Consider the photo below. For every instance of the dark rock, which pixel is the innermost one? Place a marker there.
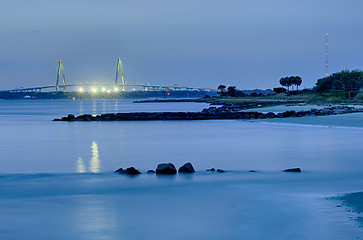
(129, 171)
(292, 170)
(166, 168)
(270, 115)
(71, 117)
(186, 168)
(120, 170)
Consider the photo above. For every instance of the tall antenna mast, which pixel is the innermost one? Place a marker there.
(326, 55)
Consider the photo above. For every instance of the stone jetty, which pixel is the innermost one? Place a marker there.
(224, 112)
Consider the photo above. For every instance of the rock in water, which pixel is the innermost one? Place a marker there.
(129, 171)
(120, 170)
(166, 168)
(292, 170)
(186, 168)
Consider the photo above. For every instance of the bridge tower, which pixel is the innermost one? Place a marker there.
(118, 70)
(60, 74)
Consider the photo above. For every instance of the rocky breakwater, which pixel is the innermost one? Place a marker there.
(224, 112)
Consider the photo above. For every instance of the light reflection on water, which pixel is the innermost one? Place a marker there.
(81, 168)
(94, 164)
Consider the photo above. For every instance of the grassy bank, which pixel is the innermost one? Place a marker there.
(334, 97)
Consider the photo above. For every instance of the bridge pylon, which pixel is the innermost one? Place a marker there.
(60, 74)
(118, 70)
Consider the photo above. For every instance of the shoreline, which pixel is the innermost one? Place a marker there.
(211, 113)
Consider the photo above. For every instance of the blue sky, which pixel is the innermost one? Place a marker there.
(249, 44)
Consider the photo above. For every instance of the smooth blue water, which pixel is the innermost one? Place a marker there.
(33, 143)
(57, 179)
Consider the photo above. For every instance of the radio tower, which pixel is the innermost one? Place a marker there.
(326, 55)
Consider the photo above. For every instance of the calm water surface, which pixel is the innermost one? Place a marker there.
(49, 189)
(33, 143)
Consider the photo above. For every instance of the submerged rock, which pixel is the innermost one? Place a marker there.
(292, 170)
(186, 168)
(166, 168)
(129, 171)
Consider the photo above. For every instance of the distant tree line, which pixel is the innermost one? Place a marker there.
(345, 80)
(291, 81)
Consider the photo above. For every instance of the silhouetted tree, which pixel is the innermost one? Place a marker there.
(345, 80)
(231, 91)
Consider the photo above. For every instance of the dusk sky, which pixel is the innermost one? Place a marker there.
(249, 44)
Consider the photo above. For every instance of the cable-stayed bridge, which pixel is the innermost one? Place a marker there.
(118, 85)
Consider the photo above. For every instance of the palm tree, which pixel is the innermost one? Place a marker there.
(222, 88)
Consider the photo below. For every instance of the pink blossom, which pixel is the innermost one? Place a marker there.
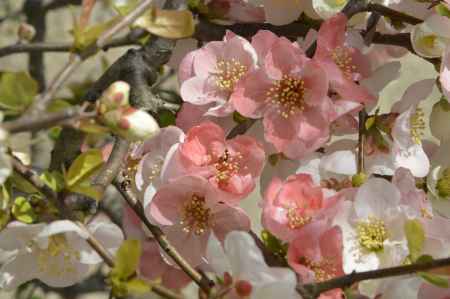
(152, 265)
(343, 64)
(189, 209)
(316, 254)
(290, 92)
(209, 74)
(445, 73)
(231, 166)
(290, 206)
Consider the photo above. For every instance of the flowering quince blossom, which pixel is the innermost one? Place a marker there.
(343, 63)
(152, 155)
(152, 265)
(210, 74)
(231, 166)
(291, 205)
(56, 253)
(407, 132)
(290, 92)
(430, 38)
(445, 73)
(189, 209)
(241, 266)
(316, 253)
(372, 228)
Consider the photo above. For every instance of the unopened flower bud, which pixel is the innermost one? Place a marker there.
(131, 123)
(26, 32)
(359, 179)
(115, 96)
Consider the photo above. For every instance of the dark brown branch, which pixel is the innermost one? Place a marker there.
(113, 166)
(315, 289)
(159, 236)
(49, 120)
(54, 197)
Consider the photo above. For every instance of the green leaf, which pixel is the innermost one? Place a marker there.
(22, 184)
(416, 238)
(83, 166)
(137, 286)
(124, 7)
(83, 37)
(23, 211)
(275, 245)
(437, 280)
(442, 10)
(127, 259)
(54, 180)
(167, 23)
(166, 118)
(425, 258)
(85, 187)
(17, 91)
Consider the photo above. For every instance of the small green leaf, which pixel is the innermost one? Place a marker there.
(437, 280)
(83, 166)
(137, 286)
(17, 91)
(424, 258)
(85, 187)
(416, 238)
(54, 180)
(127, 259)
(23, 211)
(166, 118)
(275, 245)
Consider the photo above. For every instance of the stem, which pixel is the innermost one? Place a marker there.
(45, 99)
(159, 236)
(49, 120)
(33, 178)
(315, 289)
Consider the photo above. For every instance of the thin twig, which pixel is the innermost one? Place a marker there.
(33, 178)
(35, 123)
(315, 289)
(159, 236)
(75, 61)
(112, 167)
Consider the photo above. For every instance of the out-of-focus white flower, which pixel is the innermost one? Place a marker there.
(56, 253)
(430, 38)
(242, 265)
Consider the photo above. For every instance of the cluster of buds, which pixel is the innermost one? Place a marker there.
(114, 111)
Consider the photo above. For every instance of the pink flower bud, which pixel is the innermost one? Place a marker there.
(26, 32)
(115, 96)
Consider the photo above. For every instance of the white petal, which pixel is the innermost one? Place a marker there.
(413, 158)
(375, 198)
(282, 12)
(216, 256)
(341, 162)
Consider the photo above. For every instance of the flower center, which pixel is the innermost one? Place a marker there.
(295, 219)
(324, 269)
(229, 72)
(443, 184)
(371, 234)
(288, 95)
(417, 124)
(196, 216)
(341, 56)
(226, 166)
(49, 260)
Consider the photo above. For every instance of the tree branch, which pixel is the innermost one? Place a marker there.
(46, 121)
(313, 290)
(45, 99)
(159, 236)
(52, 196)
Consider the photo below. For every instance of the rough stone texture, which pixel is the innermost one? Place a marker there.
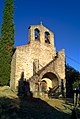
(38, 60)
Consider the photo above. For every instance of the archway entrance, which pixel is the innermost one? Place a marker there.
(49, 82)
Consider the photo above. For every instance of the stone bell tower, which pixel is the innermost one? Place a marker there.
(41, 33)
(39, 62)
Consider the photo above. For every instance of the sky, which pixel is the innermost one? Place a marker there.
(62, 17)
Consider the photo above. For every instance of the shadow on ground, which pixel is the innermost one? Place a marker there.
(33, 108)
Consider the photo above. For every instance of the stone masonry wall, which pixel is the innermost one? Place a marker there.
(26, 55)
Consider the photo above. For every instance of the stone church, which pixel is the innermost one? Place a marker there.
(38, 63)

────────────────────

* Exercise requirements:
What do the lines above say from the line containing "Consider the photo above. For every instance of the tree" through the last line? Quote them exactly, both ends included, and leave out the pictures.

* Reply:
Consider the photo above. For every instance of the tree branch, which pixel is the innermost one? Place a marker there.
(46, 121)
(313, 290)
(45, 99)
(159, 236)
(52, 196)
Consider the photo below. For every instance of the rough stone texture, which pixel is the innermost one? Place a marker there.
(38, 60)
Consider the photo above. For every instance of the archway entrance, which pixel is the innermost one? Place a marker there.
(49, 82)
Consider the photo above. For every instance of the stone bell tower, which pixel is the innermost one? Place a marker there.
(41, 33)
(39, 62)
Consider the photo above. For every instance of the sky, which pixel is the innermost one? Place a marker there.
(62, 17)
Consider the photo above. For every instance of the shadow on ground, which pixel is the innermost one? Place a marker there.
(33, 108)
Consider the photo above. For every instance of the stone masonry wall, which pixel is the innermost one? Place a marker there.
(26, 55)
Consider the photo above. For every instance of the stone church, which pixel is the innermost one? Place a marker there.
(38, 63)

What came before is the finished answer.